Document section ▸
Nimi Op Opiskelumuoto Aika Paikkakunta Järjestäjä
Data Clinic 5 Cr Kurssi 1.11.2019 - 17.4.2020
Corpus Clinic (LDA-H506) 5 Cr Verkkokurssi 9.11.2018 - 26.4.2019
Corpus clinic 5 Cr Harjoitusryhmä 9.11.2017 - 16.4.2018


The course belongs to the MA Programme Linguistic Diversity in the Digital Age

  • study track: language technology
  • modules: Studies in Language Technology (LDA-T3100), Essentials in Language Technology (LDA-TA500), Comprehensive specialization in Language Technology (LDA-TB500)

This is an optional course.

The course is available to students from other study tracks and degree programmes.

Edeltävät opinnot tai edeltävä osaaminen

  • The basic course Corpus linguistics and statistical methods (or similar knowledge and skills) is recommended as background.
  • For students working on speech corpora, the course Introduction to speech analysis (or similar knowledge and skills) is recommended either before or during the Corpus clinic.
  • This course is primarily aimed at students in humanities and social sciences. No programming skills or complicated mathematics are required.


After successfully completing the course

  • You understand why data management skills are necessary and useful in language research.
  • You know how to write a data management plan for a text or speech corpus.
  • You have a realistic idea of the stages that are required in order to prepare and analyze your corpus.
  • You feel brave enough to use some of the tools that are available for annotating, processing and analyzing your language material, e.g., automatic taggers, speech recognition tools and the R statistical environment, if these are required.
  • You have identified variables in the corpus that are relevant for your research question.
  • You have managed to produce a dataset that will help you solve your research question, or you know how to produce one manually or automatically.
  • You have obtained the practical skills and knowledge on how to complete the analysis of your data.
  • You have already generated passages of text that you can use to describe your methods in publications, e.g., in your thesis.
  • You know how to publish and share your corpus and/or your data.


Students are advised to take this course in year 2 (master level) or year 1 (doctoral level). The aim of the course is to provide you with the necessary tools and support for handling, processing and analyzing your language data. The course is useful only after you have decided on a topic for your Master’s thesis or for your doctoral dissertation, and as soon as you know what kind of language material or which corpus you will be working on.

The coursework is distributed over three periods, starting in period 2 and ending in period 4.

What the task requires ▸
Copy everything in the course description from "The course belongs" down to "Language Technology (LDA-TB500)".

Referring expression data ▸
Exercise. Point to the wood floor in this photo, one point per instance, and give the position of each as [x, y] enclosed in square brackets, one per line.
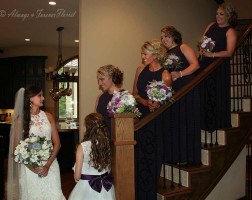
[67, 181]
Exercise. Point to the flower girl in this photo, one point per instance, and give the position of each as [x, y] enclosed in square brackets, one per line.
[93, 159]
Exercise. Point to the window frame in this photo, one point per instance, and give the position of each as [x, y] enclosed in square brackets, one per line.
[72, 79]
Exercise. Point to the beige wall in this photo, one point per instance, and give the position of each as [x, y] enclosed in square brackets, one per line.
[112, 32]
[243, 8]
[52, 56]
[232, 185]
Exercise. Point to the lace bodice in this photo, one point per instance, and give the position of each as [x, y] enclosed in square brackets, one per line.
[87, 167]
[40, 125]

Solution for this task ▸
The course belongs to the MA Programme Linguistic Diversity in the Digital Age

  • study track: language technology
  • modules: Studies in Language Technology (LDA-T3100), Essentials in Language Technology (LDA-TA500), Comprehensive specialization in Language Technology (LDA-TB500)